Rewrite the listing from its first line through the line containing "519], [592, 522]]", inclusive, replacing "mannequin leg" with "mannequin arm" and leaving everything else unchanged.

+-------+

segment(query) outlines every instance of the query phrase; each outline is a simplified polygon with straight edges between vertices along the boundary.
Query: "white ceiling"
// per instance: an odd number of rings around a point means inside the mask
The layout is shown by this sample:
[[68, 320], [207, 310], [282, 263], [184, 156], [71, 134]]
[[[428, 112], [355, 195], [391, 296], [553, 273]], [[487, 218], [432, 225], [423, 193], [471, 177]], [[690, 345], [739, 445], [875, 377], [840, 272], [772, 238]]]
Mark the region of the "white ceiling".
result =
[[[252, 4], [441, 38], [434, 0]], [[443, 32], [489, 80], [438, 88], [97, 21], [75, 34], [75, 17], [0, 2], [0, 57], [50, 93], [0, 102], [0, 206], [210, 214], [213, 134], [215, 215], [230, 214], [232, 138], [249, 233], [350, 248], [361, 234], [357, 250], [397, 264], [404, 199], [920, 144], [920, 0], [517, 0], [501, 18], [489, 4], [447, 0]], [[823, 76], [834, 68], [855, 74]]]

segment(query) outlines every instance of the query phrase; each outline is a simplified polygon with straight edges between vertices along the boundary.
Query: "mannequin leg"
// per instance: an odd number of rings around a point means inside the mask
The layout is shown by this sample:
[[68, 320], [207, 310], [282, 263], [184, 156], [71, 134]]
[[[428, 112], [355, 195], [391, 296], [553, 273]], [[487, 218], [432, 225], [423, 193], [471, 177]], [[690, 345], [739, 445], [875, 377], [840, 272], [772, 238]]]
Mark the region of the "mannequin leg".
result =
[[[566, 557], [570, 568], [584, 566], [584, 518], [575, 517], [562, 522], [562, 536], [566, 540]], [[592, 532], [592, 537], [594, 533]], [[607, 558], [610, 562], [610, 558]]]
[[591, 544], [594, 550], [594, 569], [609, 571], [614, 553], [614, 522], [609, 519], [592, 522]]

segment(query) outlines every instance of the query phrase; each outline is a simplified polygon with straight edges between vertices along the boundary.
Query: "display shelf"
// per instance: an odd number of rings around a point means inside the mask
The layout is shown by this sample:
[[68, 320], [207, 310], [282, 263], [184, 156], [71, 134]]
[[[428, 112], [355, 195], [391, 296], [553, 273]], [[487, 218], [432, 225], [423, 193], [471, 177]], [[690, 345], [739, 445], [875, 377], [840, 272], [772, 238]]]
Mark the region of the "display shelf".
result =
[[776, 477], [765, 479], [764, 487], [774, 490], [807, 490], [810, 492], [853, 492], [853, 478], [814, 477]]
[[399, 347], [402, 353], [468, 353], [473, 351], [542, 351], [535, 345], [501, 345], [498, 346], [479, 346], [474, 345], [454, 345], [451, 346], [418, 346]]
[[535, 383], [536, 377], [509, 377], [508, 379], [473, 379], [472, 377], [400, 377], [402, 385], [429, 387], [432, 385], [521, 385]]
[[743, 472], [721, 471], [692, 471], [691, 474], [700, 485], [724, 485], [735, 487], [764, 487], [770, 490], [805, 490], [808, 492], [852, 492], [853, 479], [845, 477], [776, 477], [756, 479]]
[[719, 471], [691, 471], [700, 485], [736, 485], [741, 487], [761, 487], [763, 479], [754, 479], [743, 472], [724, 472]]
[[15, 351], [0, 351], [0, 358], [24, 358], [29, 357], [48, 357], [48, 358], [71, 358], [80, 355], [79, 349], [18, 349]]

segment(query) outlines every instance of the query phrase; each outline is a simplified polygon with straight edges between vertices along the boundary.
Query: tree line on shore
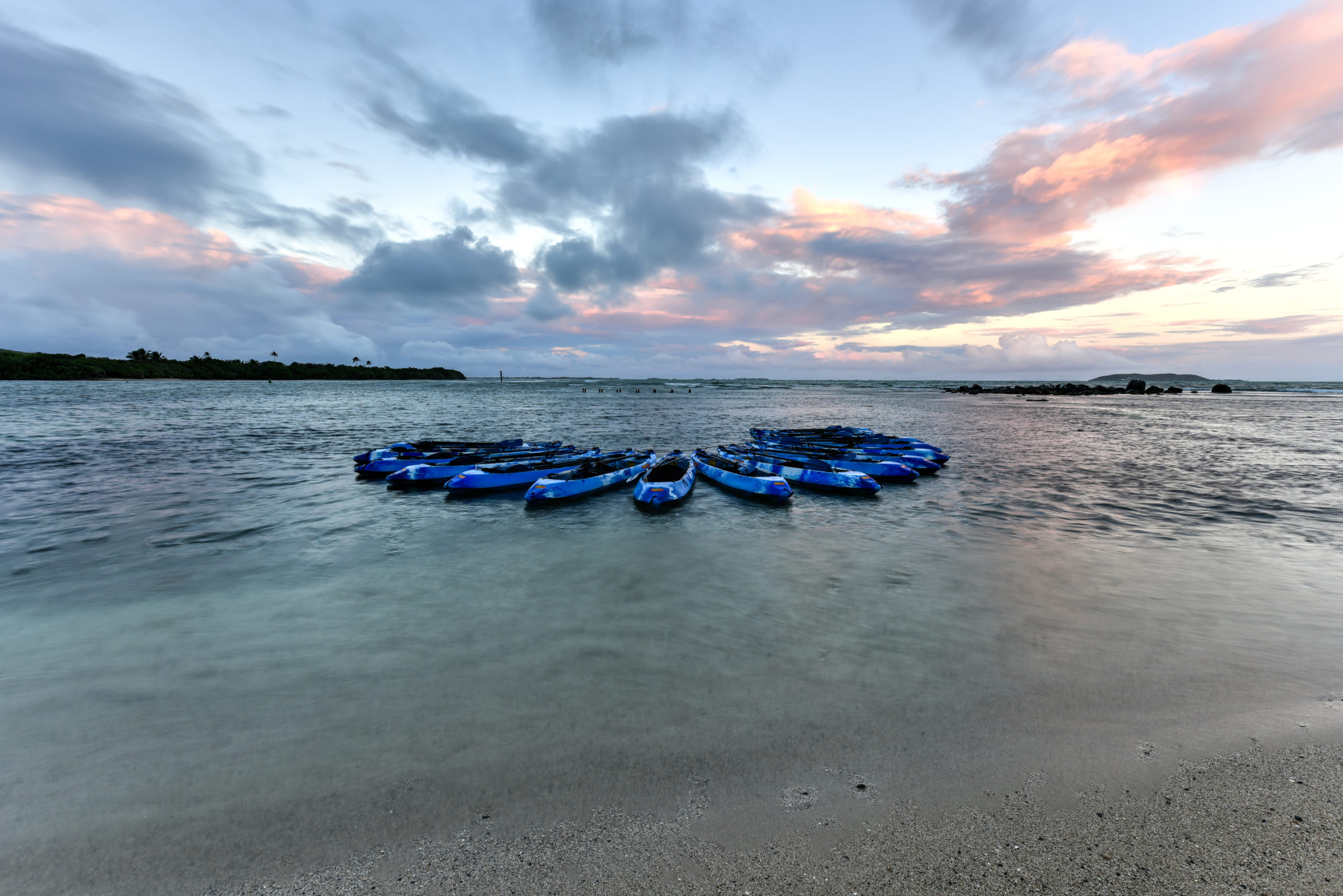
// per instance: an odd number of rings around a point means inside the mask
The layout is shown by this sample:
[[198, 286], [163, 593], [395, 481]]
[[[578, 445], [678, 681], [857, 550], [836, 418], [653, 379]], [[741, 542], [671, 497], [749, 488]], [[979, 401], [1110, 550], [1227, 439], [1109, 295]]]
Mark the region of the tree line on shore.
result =
[[[274, 352], [271, 353], [274, 357]], [[277, 360], [247, 361], [192, 355], [185, 361], [160, 352], [137, 348], [126, 359], [13, 352], [0, 349], [0, 379], [4, 380], [465, 380], [461, 371], [446, 367], [373, 367], [353, 359], [352, 364], [310, 364]]]

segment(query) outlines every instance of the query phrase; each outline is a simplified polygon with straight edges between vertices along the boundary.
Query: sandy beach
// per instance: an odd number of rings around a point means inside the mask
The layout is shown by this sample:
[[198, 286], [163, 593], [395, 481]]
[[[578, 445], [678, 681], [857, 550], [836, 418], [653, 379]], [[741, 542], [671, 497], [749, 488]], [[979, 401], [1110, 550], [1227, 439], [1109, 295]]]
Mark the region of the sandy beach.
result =
[[[1097, 789], [1052, 809], [1041, 779], [987, 809], [928, 817], [892, 802], [838, 822], [780, 794], [796, 833], [731, 850], [698, 836], [708, 782], [674, 819], [595, 811], [583, 825], [380, 846], [211, 896], [419, 893], [1343, 893], [1343, 746], [1257, 746], [1185, 763], [1146, 793]], [[861, 780], [845, 780], [862, 798]], [[864, 787], [865, 790], [865, 787]], [[873, 799], [880, 803], [880, 799]]]

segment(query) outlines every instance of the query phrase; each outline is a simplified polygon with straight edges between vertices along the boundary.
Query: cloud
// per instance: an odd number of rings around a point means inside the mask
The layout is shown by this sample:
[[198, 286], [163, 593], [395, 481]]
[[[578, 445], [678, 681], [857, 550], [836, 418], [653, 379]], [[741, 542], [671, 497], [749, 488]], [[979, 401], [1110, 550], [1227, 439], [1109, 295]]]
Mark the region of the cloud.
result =
[[337, 290], [430, 308], [479, 312], [494, 290], [517, 283], [513, 253], [458, 227], [404, 243], [381, 242]]
[[0, 121], [0, 160], [38, 180], [356, 249], [383, 235], [375, 219], [277, 203], [257, 187], [255, 153], [172, 85], [4, 23]]
[[0, 23], [0, 157], [115, 199], [201, 212], [255, 157], [177, 89]]
[[1096, 371], [1123, 365], [1124, 359], [1108, 351], [1082, 348], [1073, 340], [1050, 343], [1041, 333], [1005, 333], [998, 345], [877, 345], [843, 343], [837, 352], [894, 356], [901, 368], [955, 369], [962, 373], [1021, 373], [1045, 371]]
[[422, 152], [517, 165], [536, 154], [535, 138], [512, 116], [490, 111], [461, 87], [435, 81], [406, 59], [357, 36], [375, 78], [359, 87], [368, 120]]
[[8, 348], [120, 357], [145, 345], [187, 357], [376, 356], [337, 322], [322, 289], [345, 271], [247, 253], [138, 208], [71, 196], [0, 196], [0, 314]]
[[590, 77], [662, 54], [684, 63], [728, 63], [748, 83], [768, 86], [787, 70], [788, 54], [759, 46], [739, 7], [705, 13], [686, 0], [529, 0], [540, 56], [568, 77]]
[[1074, 40], [1035, 71], [1068, 97], [1062, 124], [998, 141], [988, 160], [907, 183], [952, 188], [952, 230], [1049, 242], [1164, 177], [1343, 145], [1343, 5], [1131, 54]]
[[557, 60], [620, 63], [685, 36], [684, 0], [530, 0], [528, 12]]
[[1262, 274], [1254, 279], [1245, 281], [1245, 285], [1258, 289], [1269, 286], [1297, 286], [1300, 283], [1308, 283], [1312, 279], [1319, 279], [1320, 275], [1330, 267], [1334, 267], [1334, 262], [1307, 265], [1305, 267], [1297, 267], [1296, 270], [1283, 271], [1279, 274]]
[[561, 300], [556, 293], [555, 287], [549, 283], [541, 283], [536, 287], [530, 297], [526, 300], [526, 305], [522, 310], [539, 321], [553, 321], [559, 317], [567, 317], [573, 313], [573, 306]]
[[1343, 320], [1343, 317], [1339, 317], [1338, 314], [1287, 314], [1283, 317], [1265, 317], [1256, 321], [1228, 322], [1222, 324], [1222, 329], [1232, 330], [1233, 333], [1281, 336], [1288, 333], [1304, 333], [1312, 326], [1323, 326], [1340, 320]]
[[[732, 111], [616, 116], [552, 142], [402, 58], [367, 50], [387, 78], [384, 93], [365, 90], [371, 121], [424, 152], [498, 164], [494, 215], [560, 235], [536, 259], [560, 290], [618, 292], [663, 267], [702, 265], [725, 228], [774, 214], [759, 196], [708, 185], [704, 165], [743, 134]], [[411, 97], [416, 118], [389, 111], [392, 94]], [[576, 231], [577, 219], [592, 232]]]
[[293, 118], [294, 117], [293, 113], [290, 113], [287, 109], [281, 109], [279, 106], [273, 106], [273, 105], [265, 103], [265, 102], [263, 103], [258, 103], [255, 106], [251, 106], [250, 109], [248, 107], [238, 107], [234, 111], [236, 111], [239, 116], [247, 116], [250, 118]]
[[987, 54], [998, 74], [1057, 46], [1045, 35], [1042, 17], [1029, 0], [905, 0], [904, 5], [976, 62]]

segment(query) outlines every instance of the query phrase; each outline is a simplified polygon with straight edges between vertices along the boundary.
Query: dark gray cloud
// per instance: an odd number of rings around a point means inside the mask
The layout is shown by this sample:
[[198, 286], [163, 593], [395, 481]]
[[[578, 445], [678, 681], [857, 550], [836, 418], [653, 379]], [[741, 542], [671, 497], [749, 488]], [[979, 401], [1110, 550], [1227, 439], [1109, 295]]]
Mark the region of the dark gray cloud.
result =
[[569, 144], [508, 169], [496, 191], [501, 214], [564, 232], [573, 218], [598, 234], [569, 235], [539, 263], [564, 290], [619, 287], [669, 266], [696, 266], [717, 235], [775, 214], [752, 195], [705, 183], [702, 165], [741, 133], [736, 116], [620, 116]]
[[257, 161], [171, 85], [0, 23], [0, 156], [118, 199], [199, 212]]
[[[618, 116], [551, 142], [385, 50], [365, 50], [383, 77], [361, 89], [369, 120], [426, 152], [501, 165], [494, 216], [559, 235], [536, 265], [560, 290], [607, 290], [618, 301], [663, 267], [702, 265], [724, 228], [775, 214], [759, 196], [706, 183], [704, 165], [741, 138], [732, 111]], [[414, 120], [387, 111], [407, 103]], [[576, 219], [595, 232], [575, 232]]]
[[1030, 0], [904, 0], [904, 5], [992, 74], [1009, 74], [1065, 38], [1044, 27]]
[[371, 40], [357, 43], [377, 66], [377, 83], [360, 87], [369, 121], [426, 153], [517, 165], [530, 160], [535, 138], [512, 116], [501, 116], [455, 85], [434, 81]]
[[557, 317], [565, 317], [573, 313], [573, 306], [560, 298], [555, 287], [549, 283], [541, 283], [532, 293], [530, 298], [526, 300], [526, 305], [522, 308], [526, 314], [541, 322], [553, 321]]
[[1299, 286], [1300, 283], [1308, 283], [1312, 279], [1317, 279], [1330, 267], [1334, 267], [1334, 262], [1307, 265], [1305, 267], [1297, 267], [1296, 270], [1283, 271], [1280, 274], [1264, 274], [1262, 277], [1245, 281], [1245, 285], [1256, 286], [1258, 289], [1264, 289], [1266, 286]]
[[513, 253], [469, 227], [404, 243], [381, 242], [338, 285], [340, 292], [412, 305], [478, 310], [493, 290], [517, 283]]
[[1250, 277], [1249, 279], [1240, 281], [1238, 283], [1228, 283], [1226, 286], [1218, 286], [1214, 293], [1229, 293], [1233, 289], [1240, 289], [1241, 286], [1252, 286], [1254, 289], [1270, 289], [1277, 286], [1300, 286], [1301, 283], [1309, 283], [1311, 281], [1319, 279], [1324, 271], [1334, 267], [1334, 262], [1320, 262], [1317, 265], [1307, 265], [1305, 267], [1297, 267], [1296, 270], [1277, 271], [1273, 274], [1261, 274], [1258, 277]]
[[220, 214], [243, 227], [357, 249], [384, 232], [371, 211], [277, 203], [255, 187], [257, 156], [172, 85], [4, 23], [0, 122], [0, 160], [106, 199], [187, 216]]

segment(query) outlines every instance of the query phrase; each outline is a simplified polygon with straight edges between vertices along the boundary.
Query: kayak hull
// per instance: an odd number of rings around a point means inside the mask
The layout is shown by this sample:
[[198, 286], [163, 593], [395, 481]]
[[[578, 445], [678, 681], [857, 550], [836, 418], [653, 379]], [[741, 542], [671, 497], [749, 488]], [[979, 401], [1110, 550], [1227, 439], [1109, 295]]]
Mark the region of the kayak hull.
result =
[[604, 489], [633, 482], [643, 476], [643, 473], [653, 466], [657, 459], [658, 455], [649, 451], [647, 458], [645, 458], [641, 463], [623, 470], [615, 470], [614, 473], [590, 476], [583, 480], [540, 478], [532, 484], [532, 488], [526, 490], [524, 497], [528, 504], [544, 504], [547, 501], [568, 501], [595, 494], [596, 492], [602, 492]]
[[[673, 454], [680, 454], [680, 451], [674, 451]], [[666, 457], [663, 461], [666, 461]], [[651, 472], [653, 467], [645, 470], [634, 484], [634, 502], [645, 510], [661, 510], [673, 506], [685, 500], [690, 494], [690, 490], [694, 489], [693, 462], [686, 465], [685, 474], [680, 480], [672, 482], [649, 482], [647, 477]]]
[[[728, 454], [724, 453], [724, 457], [728, 457]], [[854, 473], [851, 470], [808, 470], [800, 466], [788, 466], [783, 461], [748, 454], [737, 454], [733, 457], [751, 461], [757, 469], [774, 473], [775, 476], [782, 476], [790, 482], [799, 482], [818, 489], [850, 492], [854, 494], [876, 494], [881, 490], [881, 484], [866, 473]]]
[[743, 476], [705, 463], [698, 458], [694, 458], [694, 469], [732, 492], [774, 501], [787, 501], [792, 497], [792, 486], [782, 476]]

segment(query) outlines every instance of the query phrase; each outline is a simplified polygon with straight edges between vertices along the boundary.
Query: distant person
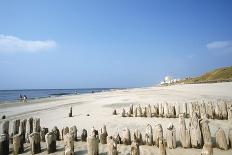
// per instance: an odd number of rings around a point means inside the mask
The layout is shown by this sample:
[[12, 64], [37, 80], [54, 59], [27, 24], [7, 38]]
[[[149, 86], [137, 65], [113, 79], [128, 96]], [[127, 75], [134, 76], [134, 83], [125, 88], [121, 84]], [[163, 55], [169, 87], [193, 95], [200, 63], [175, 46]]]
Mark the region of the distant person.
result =
[[23, 102], [27, 103], [27, 96], [26, 95], [23, 96]]
[[19, 100], [20, 100], [20, 101], [23, 101], [23, 96], [22, 96], [22, 94], [19, 94]]

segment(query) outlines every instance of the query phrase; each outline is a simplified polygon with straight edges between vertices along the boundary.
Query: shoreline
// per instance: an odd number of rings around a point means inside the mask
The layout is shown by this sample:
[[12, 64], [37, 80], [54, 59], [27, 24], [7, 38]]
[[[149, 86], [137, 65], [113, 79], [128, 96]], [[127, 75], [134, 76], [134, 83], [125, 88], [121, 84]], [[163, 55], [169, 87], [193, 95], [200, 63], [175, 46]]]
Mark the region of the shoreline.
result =
[[[28, 119], [29, 117], [40, 118], [41, 127], [49, 128], [49, 131], [57, 126], [59, 130], [63, 127], [77, 126], [78, 136], [83, 128], [90, 133], [91, 128], [100, 129], [105, 124], [109, 135], [115, 133], [122, 134], [122, 130], [128, 127], [131, 134], [135, 129], [139, 129], [144, 138], [145, 128], [147, 124], [154, 127], [161, 124], [166, 135], [166, 129], [170, 122], [174, 124], [177, 129], [177, 140], [179, 140], [178, 132], [178, 118], [162, 118], [162, 117], [121, 117], [122, 108], [126, 111], [130, 104], [146, 106], [148, 104], [154, 105], [160, 102], [168, 103], [184, 103], [191, 101], [217, 101], [218, 99], [232, 101], [232, 82], [231, 83], [216, 83], [216, 84], [190, 84], [190, 85], [175, 85], [167, 87], [144, 87], [132, 88], [115, 91], [107, 91], [93, 94], [81, 94], [74, 96], [63, 96], [56, 100], [43, 100], [28, 105], [13, 104], [12, 106], [0, 105], [0, 115], [5, 114], [10, 121], [15, 119]], [[68, 117], [69, 108], [72, 106], [73, 117]], [[118, 115], [112, 115], [113, 110], [116, 109]], [[89, 114], [89, 116], [87, 116]], [[0, 123], [3, 120], [0, 120]], [[212, 137], [215, 137], [215, 132], [219, 127], [225, 130], [228, 134], [229, 128], [232, 128], [232, 123], [229, 120], [209, 120], [209, 126]], [[189, 123], [189, 118], [186, 119], [186, 124]], [[10, 123], [10, 132], [12, 130], [12, 123]], [[59, 147], [62, 147], [62, 143]], [[75, 149], [79, 151], [86, 150], [86, 143], [75, 142]], [[101, 152], [106, 150], [105, 145], [101, 145]], [[141, 154], [154, 154], [158, 151], [156, 147], [141, 146]], [[145, 149], [146, 148], [146, 149]], [[119, 147], [120, 152], [129, 152], [129, 146]], [[178, 146], [177, 149], [167, 149], [167, 152], [173, 155], [182, 154], [182, 151], [190, 155], [199, 154], [201, 149], [182, 149]], [[214, 151], [220, 154], [229, 155], [232, 149], [223, 151], [214, 148]], [[45, 152], [43, 152], [45, 153]], [[42, 153], [42, 154], [43, 154]], [[62, 154], [60, 150], [57, 154]], [[85, 153], [83, 153], [85, 154]]]

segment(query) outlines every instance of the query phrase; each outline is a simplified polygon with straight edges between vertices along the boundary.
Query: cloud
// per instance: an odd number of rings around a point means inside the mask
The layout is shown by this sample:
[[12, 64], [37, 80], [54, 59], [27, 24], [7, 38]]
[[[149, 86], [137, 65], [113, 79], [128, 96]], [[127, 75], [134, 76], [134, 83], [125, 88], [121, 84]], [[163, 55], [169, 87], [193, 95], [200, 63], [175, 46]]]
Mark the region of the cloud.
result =
[[38, 52], [53, 49], [54, 40], [23, 40], [15, 36], [0, 34], [0, 52]]
[[231, 53], [232, 40], [227, 41], [213, 41], [206, 45], [207, 49], [217, 53]]

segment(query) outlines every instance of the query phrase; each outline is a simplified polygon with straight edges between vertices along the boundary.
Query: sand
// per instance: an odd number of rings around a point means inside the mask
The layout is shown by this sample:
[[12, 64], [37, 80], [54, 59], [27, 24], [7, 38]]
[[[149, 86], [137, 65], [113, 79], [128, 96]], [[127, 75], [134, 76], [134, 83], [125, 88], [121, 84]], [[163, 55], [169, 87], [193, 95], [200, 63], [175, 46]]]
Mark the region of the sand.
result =
[[[112, 115], [113, 109], [121, 113], [122, 108], [128, 110], [130, 104], [140, 104], [145, 106], [148, 104], [167, 101], [169, 103], [183, 103], [200, 100], [232, 100], [232, 82], [214, 83], [214, 84], [188, 84], [173, 85], [164, 87], [147, 87], [124, 90], [112, 90], [110, 92], [100, 92], [94, 94], [70, 95], [48, 99], [38, 99], [29, 101], [28, 103], [7, 103], [0, 104], [0, 116], [6, 115], [7, 119], [14, 120], [16, 118], [39, 117], [42, 127], [48, 127], [50, 130], [57, 126], [61, 129], [64, 126], [76, 125], [78, 128], [78, 136], [83, 128], [90, 132], [94, 126], [100, 129], [104, 124], [107, 126], [109, 135], [118, 132], [120, 135], [123, 128], [128, 127], [133, 133], [134, 129], [139, 129], [144, 137], [145, 127], [147, 123], [153, 127], [160, 123], [164, 129], [170, 122], [177, 128], [177, 140], [179, 140], [178, 119], [177, 118], [140, 118], [126, 117], [121, 115]], [[73, 107], [73, 117], [69, 118], [69, 108]], [[90, 116], [87, 116], [89, 114]], [[0, 123], [2, 120], [0, 120]], [[186, 120], [189, 122], [189, 119]], [[186, 123], [186, 124], [187, 124]], [[11, 125], [11, 124], [10, 124]], [[232, 128], [232, 122], [228, 120], [210, 120], [209, 123], [212, 137], [218, 127], [222, 127], [226, 134], [229, 128]], [[1, 132], [1, 131], [0, 131]], [[47, 154], [45, 143], [42, 143], [43, 150], [41, 154]], [[30, 154], [30, 149], [26, 146], [24, 154]], [[58, 152], [54, 154], [63, 154], [63, 143], [58, 142]], [[120, 154], [129, 154], [130, 146], [118, 145]], [[142, 155], [158, 153], [155, 146], [140, 146]], [[87, 154], [86, 143], [75, 142], [75, 154]], [[100, 145], [100, 154], [106, 154], [106, 145]], [[183, 149], [178, 146], [176, 149], [167, 149], [170, 155], [197, 155], [201, 149]], [[214, 154], [231, 155], [232, 149], [223, 151], [214, 148]]]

+-------+

* [CORRECT RESPONSE]
segment(query) outlines every instance of the query phrase; each outline is a simplified polygon with straight edges between vertices along the boundary.
Query: "white ceiling"
// per instance: an odd number of rings around a point means inside the mask
The layout is shown by this sample:
[[68, 320], [207, 310], [282, 263], [184, 156], [71, 134]]
[[[428, 112], [355, 195], [391, 296], [553, 273]], [[487, 218], [432, 225], [423, 193], [471, 177]], [[690, 345], [739, 445], [875, 377], [840, 272], [772, 238]]]
Mark the region of the "white ceiling".
result =
[[[252, 4], [441, 38], [434, 0]], [[443, 32], [489, 80], [438, 88], [97, 21], [75, 34], [75, 17], [0, 2], [0, 57], [50, 93], [0, 102], [0, 206], [210, 214], [213, 134], [215, 215], [230, 214], [232, 138], [249, 233], [350, 248], [361, 234], [357, 250], [397, 264], [404, 199], [920, 144], [920, 0], [517, 0], [501, 18], [489, 4], [447, 0]], [[823, 76], [834, 68], [855, 74]]]

segment(query) outlines every instance of the query phrase; each outline is a simplified polygon with straight edges between vertices along the boundary.
Query: "mannequin arm"
// per instance: an odd number of rings around a point means inside the mask
The layout is shown by this sample:
[[68, 320], [207, 310], [282, 263], [184, 156], [71, 134]]
[[[428, 112], [355, 195], [391, 296], [553, 273]], [[487, 218], [432, 225], [423, 193], [471, 177]], [[690, 345], [739, 445], [875, 377], [840, 272], [772, 238]]]
Mark the region of the "mannequin arm".
result =
[[[566, 557], [570, 568], [584, 566], [584, 518], [575, 517], [562, 522], [562, 536], [566, 540]], [[592, 532], [592, 537], [594, 533]], [[607, 558], [610, 562], [610, 558]]]
[[591, 544], [594, 550], [594, 569], [609, 571], [614, 553], [614, 522], [609, 519], [592, 522]]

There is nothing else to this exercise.